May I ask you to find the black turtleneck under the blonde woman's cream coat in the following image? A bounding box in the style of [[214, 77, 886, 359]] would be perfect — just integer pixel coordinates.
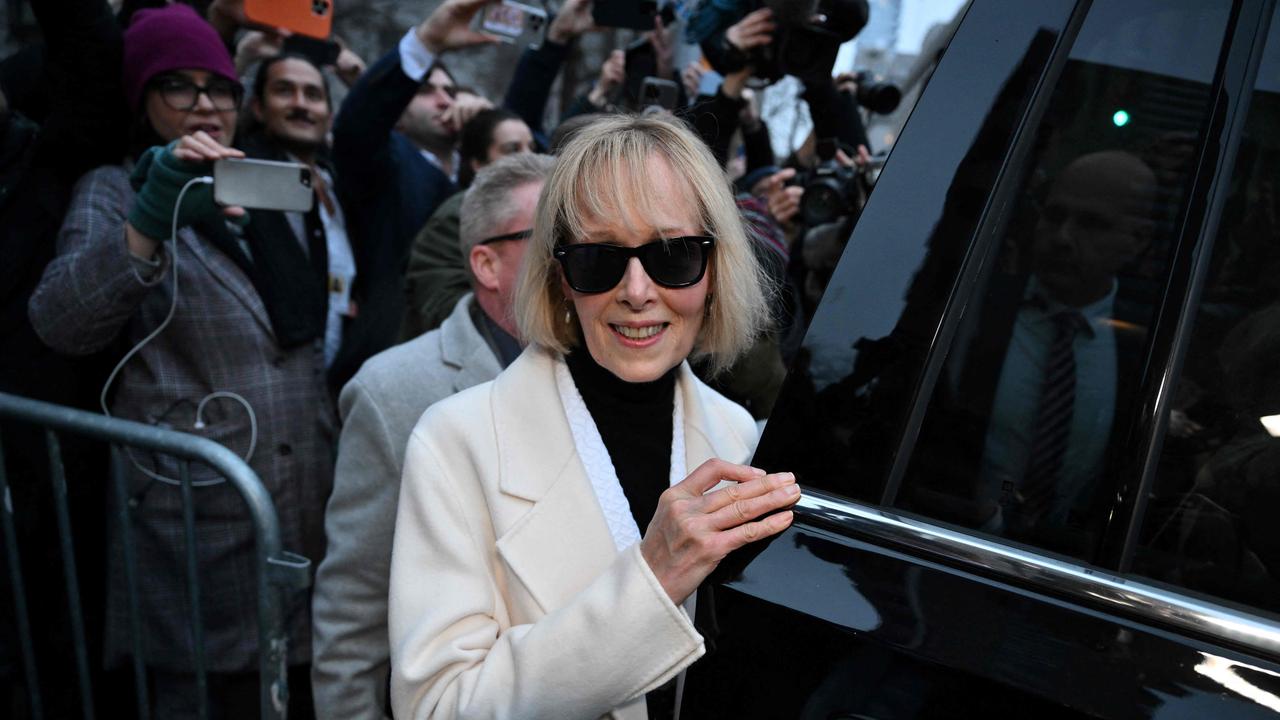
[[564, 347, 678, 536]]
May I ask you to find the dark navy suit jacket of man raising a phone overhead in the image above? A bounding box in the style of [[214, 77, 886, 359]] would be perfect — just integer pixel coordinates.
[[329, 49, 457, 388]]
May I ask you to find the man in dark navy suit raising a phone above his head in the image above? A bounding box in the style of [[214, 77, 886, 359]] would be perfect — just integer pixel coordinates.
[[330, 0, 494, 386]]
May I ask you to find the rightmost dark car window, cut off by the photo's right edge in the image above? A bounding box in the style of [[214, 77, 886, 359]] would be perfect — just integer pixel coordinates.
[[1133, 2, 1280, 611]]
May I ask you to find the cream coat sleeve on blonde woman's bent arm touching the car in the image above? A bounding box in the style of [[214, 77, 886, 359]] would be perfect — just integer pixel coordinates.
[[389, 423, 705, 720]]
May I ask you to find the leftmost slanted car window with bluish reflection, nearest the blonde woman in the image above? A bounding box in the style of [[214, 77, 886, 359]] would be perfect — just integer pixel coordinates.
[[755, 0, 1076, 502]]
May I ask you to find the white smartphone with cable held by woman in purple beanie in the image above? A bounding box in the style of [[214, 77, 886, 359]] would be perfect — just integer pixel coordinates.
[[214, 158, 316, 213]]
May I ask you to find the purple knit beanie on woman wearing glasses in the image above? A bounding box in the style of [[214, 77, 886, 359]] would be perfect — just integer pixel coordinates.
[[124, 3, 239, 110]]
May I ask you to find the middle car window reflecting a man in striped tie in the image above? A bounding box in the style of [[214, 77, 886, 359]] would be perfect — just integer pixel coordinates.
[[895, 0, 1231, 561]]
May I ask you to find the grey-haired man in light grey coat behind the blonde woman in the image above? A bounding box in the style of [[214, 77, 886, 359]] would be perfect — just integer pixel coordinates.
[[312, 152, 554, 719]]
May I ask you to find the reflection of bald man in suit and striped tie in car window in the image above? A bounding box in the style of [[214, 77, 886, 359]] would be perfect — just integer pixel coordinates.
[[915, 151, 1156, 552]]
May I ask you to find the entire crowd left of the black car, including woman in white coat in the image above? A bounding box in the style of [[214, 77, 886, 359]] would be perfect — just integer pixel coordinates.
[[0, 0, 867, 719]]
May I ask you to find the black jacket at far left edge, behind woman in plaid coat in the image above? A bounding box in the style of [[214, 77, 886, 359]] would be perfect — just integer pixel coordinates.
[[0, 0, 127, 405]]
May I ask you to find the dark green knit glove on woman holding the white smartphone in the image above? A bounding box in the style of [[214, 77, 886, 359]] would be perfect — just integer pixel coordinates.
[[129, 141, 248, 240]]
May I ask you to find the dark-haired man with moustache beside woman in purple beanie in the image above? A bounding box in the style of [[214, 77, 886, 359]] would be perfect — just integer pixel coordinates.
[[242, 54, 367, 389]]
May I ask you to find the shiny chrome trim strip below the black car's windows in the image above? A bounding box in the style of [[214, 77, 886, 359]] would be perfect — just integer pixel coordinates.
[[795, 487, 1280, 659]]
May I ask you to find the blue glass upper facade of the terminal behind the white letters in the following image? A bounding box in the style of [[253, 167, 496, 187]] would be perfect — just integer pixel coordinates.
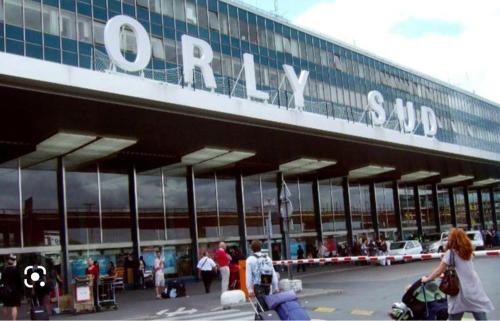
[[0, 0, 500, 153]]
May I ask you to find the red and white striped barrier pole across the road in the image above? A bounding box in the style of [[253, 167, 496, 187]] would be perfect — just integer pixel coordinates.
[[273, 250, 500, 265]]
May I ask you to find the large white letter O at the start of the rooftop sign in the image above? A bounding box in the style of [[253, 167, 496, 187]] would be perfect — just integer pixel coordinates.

EXERCISE BRIEF: Give back an exact copy of only the lines from the one with "May I ask you to find the shiny" through the final line of the material, both included. Pictures do not belong in it.

RESULT OF THE EXERCISE:
May I ask you to find the shiny chrome trim strip below the black car's windows in the image above? A bounding box in the style of [[214, 77, 886, 359]] would be perfect — just integer pixel coordinates.
[[795, 487, 1280, 659]]
May I ask you to find the blue glass upper facade of the terminal behind the white letters in the following image? A bounding box in the style of [[253, 167, 496, 187]] would be perfect — just integer pixel coordinates.
[[0, 0, 500, 153]]
May I ask you to find the red and white striped barrier pole across the road in the image above? A bounding box in the style of [[253, 167, 496, 187]] would be perfect — just integer pixel coordinates.
[[273, 250, 500, 265]]
May I ask you to find the large white letter O at the start of the rooftop sign in the image above? A bounding box in the style of [[253, 167, 496, 187]] would be perfect — just integer pixel coordinates.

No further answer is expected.